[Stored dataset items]
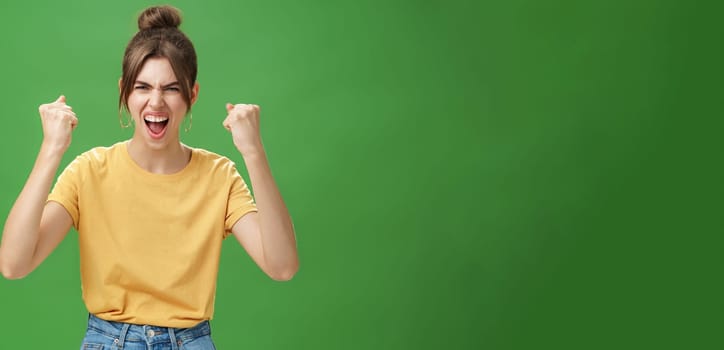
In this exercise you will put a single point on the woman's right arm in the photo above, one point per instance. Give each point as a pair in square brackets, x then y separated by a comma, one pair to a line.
[33, 228]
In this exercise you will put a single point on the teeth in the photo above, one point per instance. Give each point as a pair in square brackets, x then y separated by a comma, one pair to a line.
[155, 119]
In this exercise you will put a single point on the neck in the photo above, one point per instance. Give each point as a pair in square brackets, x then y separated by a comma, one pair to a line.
[166, 160]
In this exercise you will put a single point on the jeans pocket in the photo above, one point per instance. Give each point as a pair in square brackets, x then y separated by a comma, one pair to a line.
[200, 343]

Work required
Word for word, copy out each record; do not include pictures.

Finished exercise
In this exercise you will put a single point on the woman's right arm in the photo above, one point per instance. Give each point as a pair in square brackets, x then y separated by a comma, one pair to a line.
[33, 228]
In this exercise you will put a single point on the teeth in the photo above, one point per instance. Give each point as a pair in square brackets, x then y separated by a comma, one pair to a line.
[155, 119]
In this exercise you will put a single point on the neck in the photo above, one point per instance. Give each point as a pair in square brackets, x then y separated by a comma, one pair to a line.
[166, 160]
In this exercise you will put a single point on the jeans pocket in the photo above, one point per instance. Give each point as a pair in square brackets, x then y separated by a comma, one pair to a line.
[200, 343]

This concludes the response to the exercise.